◆ Given instruction
Answer these questions from the A123 article:
(a) Which company does A123 Systems plan to sell its automotive business to?
(b) How large a stake did Wanxiang Group want to take in A123, and for how much?
(c) What is the name of A123's chief exec?

◆ Supplied passage
○ ○ ○ ○ ○ ○ ○

No Chinese rescue for bankrupt battery-making golden child A123
One-time techbiz darling shops self to Milwaukee instead
Electric car battery maker A123 Systems has filed for bankruptcy in the US and plans to sell its automotive business to American rival Johnson Controls.
The new plan for the Chapter 11 firm scuppers a proposed rescue from a Chinese company, Wanxiang Group, which wanted to take an 80 per cent stake in A123 for $465m.
"We believe the asset purchase agreement with Johnson Controls, coupled with a Chapter 11 filing, is in the best interests of A123 and its stakeholders at this time," chief exec David Vieau said in a canned statement.
"We determined not to move forward with the previously announced Wanxiang agreement as a result of unanticipated and significant challenges to its completion," he added.
Although Vieau kept the reasons for the deal's demise vague, it could be something to do with the political opposition to the agreement because it would be giving money and technology to China. US officials have become increasingly wary of having Chinese tech firms present on US soil, claiming that they would allow their government to cyber-spy on the US and nick American innovations.

○ ○ ○ ○ ○ ○ ○

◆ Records
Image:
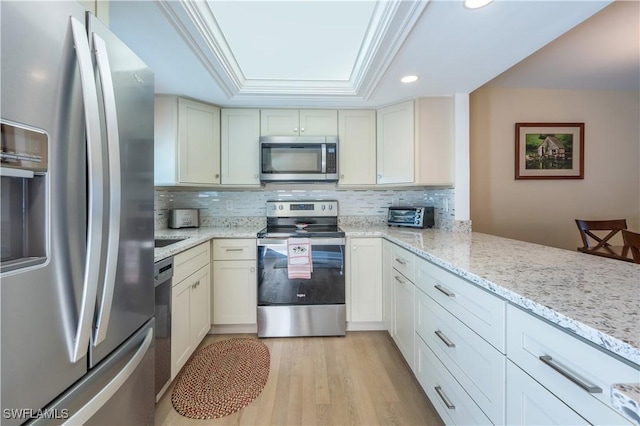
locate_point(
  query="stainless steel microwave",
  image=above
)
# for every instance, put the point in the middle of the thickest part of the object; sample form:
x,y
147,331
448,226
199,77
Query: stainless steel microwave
x,y
415,217
298,158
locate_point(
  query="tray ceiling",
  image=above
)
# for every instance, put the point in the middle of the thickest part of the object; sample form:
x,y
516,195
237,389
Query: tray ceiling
x,y
316,53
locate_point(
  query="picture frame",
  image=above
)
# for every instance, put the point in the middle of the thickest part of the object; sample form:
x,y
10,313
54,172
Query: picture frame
x,y
549,151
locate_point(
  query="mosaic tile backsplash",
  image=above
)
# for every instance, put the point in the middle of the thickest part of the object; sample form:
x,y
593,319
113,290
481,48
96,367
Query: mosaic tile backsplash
x,y
355,207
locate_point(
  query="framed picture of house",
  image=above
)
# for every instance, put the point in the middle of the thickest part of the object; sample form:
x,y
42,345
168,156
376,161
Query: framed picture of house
x,y
549,151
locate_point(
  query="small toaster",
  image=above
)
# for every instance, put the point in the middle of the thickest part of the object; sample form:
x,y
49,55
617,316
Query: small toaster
x,y
184,218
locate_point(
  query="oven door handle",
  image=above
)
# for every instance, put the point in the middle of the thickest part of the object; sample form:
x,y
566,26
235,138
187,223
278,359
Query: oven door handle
x,y
315,241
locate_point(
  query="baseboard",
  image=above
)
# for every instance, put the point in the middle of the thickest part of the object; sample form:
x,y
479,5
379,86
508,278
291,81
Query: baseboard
x,y
234,329
366,326
253,328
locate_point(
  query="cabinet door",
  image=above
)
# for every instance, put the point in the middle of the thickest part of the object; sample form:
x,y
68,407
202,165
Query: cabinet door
x,y
434,147
357,139
181,347
200,305
404,334
529,403
279,122
318,122
234,292
365,279
199,142
240,149
395,143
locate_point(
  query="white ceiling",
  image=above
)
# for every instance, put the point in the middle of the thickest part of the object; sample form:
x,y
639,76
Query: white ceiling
x,y
317,53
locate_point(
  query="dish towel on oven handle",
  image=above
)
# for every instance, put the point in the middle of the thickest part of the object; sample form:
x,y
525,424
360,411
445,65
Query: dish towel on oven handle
x,y
299,260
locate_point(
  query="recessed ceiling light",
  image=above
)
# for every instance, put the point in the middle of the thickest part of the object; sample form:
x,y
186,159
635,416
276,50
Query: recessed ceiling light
x,y
476,4
409,78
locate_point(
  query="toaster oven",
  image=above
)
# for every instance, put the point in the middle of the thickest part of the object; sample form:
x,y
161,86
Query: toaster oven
x,y
414,217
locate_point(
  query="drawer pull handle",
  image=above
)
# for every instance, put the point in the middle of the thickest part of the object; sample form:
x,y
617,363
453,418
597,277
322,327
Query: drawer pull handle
x,y
591,388
445,339
444,398
445,291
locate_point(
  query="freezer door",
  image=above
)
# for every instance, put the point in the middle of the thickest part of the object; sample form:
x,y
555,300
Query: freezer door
x,y
40,304
125,87
118,392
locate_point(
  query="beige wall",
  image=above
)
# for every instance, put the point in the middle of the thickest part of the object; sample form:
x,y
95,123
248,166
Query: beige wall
x,y
543,211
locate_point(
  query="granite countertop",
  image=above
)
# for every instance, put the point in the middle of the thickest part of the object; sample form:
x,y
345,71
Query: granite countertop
x,y
593,297
195,236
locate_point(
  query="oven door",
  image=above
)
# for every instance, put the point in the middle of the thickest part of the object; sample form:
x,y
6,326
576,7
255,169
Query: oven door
x,y
327,283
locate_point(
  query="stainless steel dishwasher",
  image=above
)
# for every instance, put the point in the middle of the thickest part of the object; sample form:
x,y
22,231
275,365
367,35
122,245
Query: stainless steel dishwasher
x,y
163,272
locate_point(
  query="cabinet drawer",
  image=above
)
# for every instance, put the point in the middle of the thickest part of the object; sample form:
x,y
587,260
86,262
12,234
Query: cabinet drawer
x,y
529,403
189,261
484,313
529,338
404,262
234,249
449,399
475,364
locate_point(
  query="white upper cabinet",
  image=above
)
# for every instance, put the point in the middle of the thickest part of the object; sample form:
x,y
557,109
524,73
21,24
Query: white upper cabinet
x,y
395,144
415,142
240,150
294,122
187,142
434,140
357,147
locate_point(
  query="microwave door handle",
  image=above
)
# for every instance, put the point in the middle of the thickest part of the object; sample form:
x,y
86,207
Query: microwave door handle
x,y
113,232
324,157
95,192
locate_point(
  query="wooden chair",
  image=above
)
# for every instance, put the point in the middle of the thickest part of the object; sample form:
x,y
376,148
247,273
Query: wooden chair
x,y
595,242
632,240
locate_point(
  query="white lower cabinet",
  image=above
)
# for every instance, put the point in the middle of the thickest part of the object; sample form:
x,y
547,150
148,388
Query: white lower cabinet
x,y
403,293
388,308
458,323
364,280
190,306
476,365
234,295
451,401
529,403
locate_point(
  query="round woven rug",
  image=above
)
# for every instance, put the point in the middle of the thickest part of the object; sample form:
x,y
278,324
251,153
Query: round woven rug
x,y
221,378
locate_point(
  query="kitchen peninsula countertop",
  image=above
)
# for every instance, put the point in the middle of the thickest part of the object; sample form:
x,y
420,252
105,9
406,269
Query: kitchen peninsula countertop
x,y
195,236
593,297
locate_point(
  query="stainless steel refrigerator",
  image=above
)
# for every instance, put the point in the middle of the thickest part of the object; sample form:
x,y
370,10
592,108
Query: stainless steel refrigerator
x,y
76,278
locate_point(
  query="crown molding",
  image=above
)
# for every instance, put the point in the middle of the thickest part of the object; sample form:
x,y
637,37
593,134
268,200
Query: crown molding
x,y
390,24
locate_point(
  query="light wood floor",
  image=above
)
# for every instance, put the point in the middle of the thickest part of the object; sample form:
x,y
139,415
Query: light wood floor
x,y
360,379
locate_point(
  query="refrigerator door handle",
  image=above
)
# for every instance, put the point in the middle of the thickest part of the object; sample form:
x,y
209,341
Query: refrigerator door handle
x,y
87,411
113,143
95,192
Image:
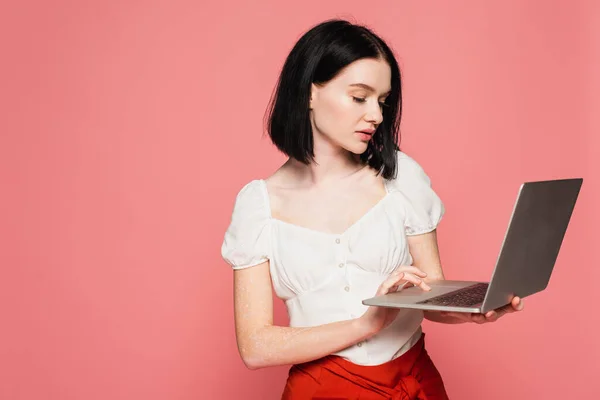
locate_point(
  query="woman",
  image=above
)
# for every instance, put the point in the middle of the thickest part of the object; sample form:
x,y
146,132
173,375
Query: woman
x,y
346,217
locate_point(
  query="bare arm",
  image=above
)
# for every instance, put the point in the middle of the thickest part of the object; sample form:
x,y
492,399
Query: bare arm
x,y
262,344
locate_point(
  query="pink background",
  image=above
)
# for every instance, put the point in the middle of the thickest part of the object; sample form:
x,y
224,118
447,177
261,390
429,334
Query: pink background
x,y
128,127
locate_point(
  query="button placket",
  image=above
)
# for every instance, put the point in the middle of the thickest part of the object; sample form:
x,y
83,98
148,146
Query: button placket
x,y
341,253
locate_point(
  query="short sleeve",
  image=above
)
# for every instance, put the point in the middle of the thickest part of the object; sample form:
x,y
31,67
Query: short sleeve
x,y
423,207
247,239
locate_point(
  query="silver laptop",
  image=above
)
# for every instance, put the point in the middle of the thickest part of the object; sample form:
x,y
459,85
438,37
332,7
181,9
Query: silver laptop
x,y
531,244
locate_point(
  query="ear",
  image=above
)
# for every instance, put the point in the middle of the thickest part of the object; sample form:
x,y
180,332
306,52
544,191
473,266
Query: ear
x,y
313,94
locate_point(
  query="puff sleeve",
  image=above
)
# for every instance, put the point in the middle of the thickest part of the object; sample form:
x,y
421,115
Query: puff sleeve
x,y
247,239
423,207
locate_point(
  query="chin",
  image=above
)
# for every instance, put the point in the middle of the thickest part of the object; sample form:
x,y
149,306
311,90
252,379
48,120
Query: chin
x,y
357,148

○ ○ ○ ○ ○ ○ ○

◆ Task response
(a) Johnson Controls
(b) An 80 per cent stake for $465m
(c) David Vieau